# Thursday, 26 November 2009

I teach a course at Trent University on Object Oriented Analysis and Design with UML, and have done since the last century. I teach my students how to make decisions about the systems they will some day build, and how to draw diagrams that communicate those decisions to others. We find as often as not that the act of trying to make the diagram leads us through the thought processes that are needed to make good decisions. That brings huge value even if you never show the diagram to anyone else and never update it.

I've never been a big fan of "technical documentation" in the form of a giant binder that some poor person has to keep up to date any time the code changes. If you want to know all the methods of the Employee class, why not use Intellisense or the Object Browser or the like? But that doesn't mean I don't like making those diagrams at the beginning, when they help me to do my thinking. I also make them when I have something to explain, including when I bring a new person onto a project. So how much do I love this quote?

- - - -

*TASK 1*. In the UML course post, switch "Employee class" to "Customer class" and write out the stretch from "I've never been" through "love this quote?".
*TASK 2*. List the separate parts of the date that heads the UML course post.
The data that comes next has no connection to the UML course post.

*MATERIAL PROVIDED*.
- - - -

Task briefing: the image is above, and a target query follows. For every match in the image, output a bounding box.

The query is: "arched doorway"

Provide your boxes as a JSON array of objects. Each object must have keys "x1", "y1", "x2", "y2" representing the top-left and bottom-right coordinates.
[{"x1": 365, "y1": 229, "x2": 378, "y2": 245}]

- - - -

*TASK OUTPUT 1*.
I've never been a big fan of "technical documentation" in the form of a giant binder that some poor person has to keep up to date any time the code changes. If you want to know all the methods of the Customer class, why not use Intellisense or the Object Browser or the like? But that doesn't mean I don't like making those diagrams at the beginning, when they help me to do my thinking. I also make them when I have something to explain, including when I bring a new person onto a project. So how much do I love this quote?

*TASK OUTPUT 2*.
Thursday
26
November
2009